#### [TEXTABSCHNITT]
Bezahlt wird in Wroclaw mit dem Złoty, von denen man für einen Euro gut 4,7 erhält. Man kann fast überall mit den gängigen Kreditkarten bezahlen. Oft lohnt bei kürzeren Aufenthalten die dann anfallende Gebühr für den Auslandseinsatz.
5-Sterne-Hotel Monopol
(c) Michael Ritter
Wohnen und Essen in Wroclaw
Auch Gourmets können in Wroclaw lukullische Entdeckungen zu vernünftigen Preisen machen. Immer wieder gibt es neben den bekannten Zielen etwas Neues und Sehenswertes zu entdecken. Eine der gediegensten Unterkünfte der Stadt mit ausgezeichneter Küche und einer wunderschönen Dachterrasse für einen Sundowner liegt genau neben der Oper: das neobarocke 5-Sterne-Superior-Hotel Monopol. Vor 130 Jahren errichtet, diente es unter anderem Marlene Dietrich, Gerhart Hauptmann, Pablo Picasso, Lilian Harvey und Joachim Ringelnatz als Quartier. Ein bisschen weniger pompös, aber durch seine zentrale Lage nur ein paar Meter entfernt vom Rynek ist das 4-Sterne Art Hotel.

#### [ANWEISUNG A]
Wie lautet die Stelle des Textabschnitts über Wroclaw von "5-Sterne-Hotel Monopol" bis einschließlich "4-Sterne Art Hotel.", wenn du darin "Oper" gegen "Philharmonie" austauschst?
#### [ANWEISUNG B]
Welche Personen nennt der Textabschnitt über Wroclaw als frühere Gäste des Hotels Monopol?

#### [DATENAUSZUG]
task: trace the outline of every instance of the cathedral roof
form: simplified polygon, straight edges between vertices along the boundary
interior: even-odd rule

#### [LÖSUNG A]
5-Sterne-Hotel Monopol
(c) Michael Ritter
Wohnen und Essen in Wroclaw
Auch Gourmets können in Wroclaw lukullische Entdeckungen zu vernünftigen Preisen machen. Immer wieder gibt es neben den bekannten Zielen etwas Neues und Sehenswertes zu entdecken. Eine der gediegensten Unterkünfte der Stadt mit ausgezeichneter Küche und einer wunderschönen Dachterrasse für einen Sundowner liegt genau neben der Philharmonie: das neobarocke 5-Sterne-Superior-Hotel Monopol. Vor 130 Jahren errichtet, diente es unter anderem Marlene Dietrich, Gerhart Hauptmann, Pablo Picasso, Lilian Harvey und Joachim Ringelnatz als Quartier. Ein bisschen weniger pompös, aber durch seine zentrale Lage nur ein paar Meter entfernt vom Rynek ist das 4-Sterne Art Hotel.

#### [LÖSUNG B]
Marlene Dietrich, Gerhart Hauptmann, Pablo Picasso, Lilian Harvey, Joachim Ringelnatz